(What you should do)
The records below are to be output exactly, except for their pictures.

(Exercise material)
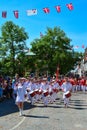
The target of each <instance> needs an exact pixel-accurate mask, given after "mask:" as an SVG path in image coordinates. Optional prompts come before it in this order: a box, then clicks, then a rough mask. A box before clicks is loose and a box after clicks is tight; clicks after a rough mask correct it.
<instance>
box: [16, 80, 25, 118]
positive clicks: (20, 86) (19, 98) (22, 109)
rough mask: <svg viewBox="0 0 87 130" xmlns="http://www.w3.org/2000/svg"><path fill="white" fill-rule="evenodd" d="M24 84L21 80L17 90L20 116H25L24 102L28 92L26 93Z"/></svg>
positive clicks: (17, 86) (19, 81) (16, 103)
mask: <svg viewBox="0 0 87 130" xmlns="http://www.w3.org/2000/svg"><path fill="white" fill-rule="evenodd" d="M23 82H24V80H23V79H22V78H20V79H19V83H18V86H17V87H16V90H17V97H16V104H17V106H18V108H19V114H20V116H22V115H23V106H24V101H25V98H26V96H27V91H26V88H25V86H24V85H23Z"/></svg>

(Solution for this task)
The target of each <instance> needs an exact pixel-accurate mask, given after "mask:" as an SVG path in image coordinates. Optional prompts come before it in this order: a box, then clicks, then a rough mask. A box before clicks is loose and a box after clicks is tight; clicks after a rough mask correct it.
<instance>
box: [16, 80, 25, 118]
positive clicks: (20, 86) (19, 98) (22, 109)
rough mask: <svg viewBox="0 0 87 130" xmlns="http://www.w3.org/2000/svg"><path fill="white" fill-rule="evenodd" d="M24 84L21 80L17 90L20 116H25L24 102L28 92L26 93Z"/></svg>
positive clicks: (17, 86) (19, 81) (16, 103)
mask: <svg viewBox="0 0 87 130" xmlns="http://www.w3.org/2000/svg"><path fill="white" fill-rule="evenodd" d="M23 82H24V80H23V79H22V78H20V79H19V83H18V86H17V87H16V90H17V97H16V104H17V106H18V108H19V114H20V116H22V115H23V106H24V101H25V98H26V96H27V91H26V88H25V86H24V85H23Z"/></svg>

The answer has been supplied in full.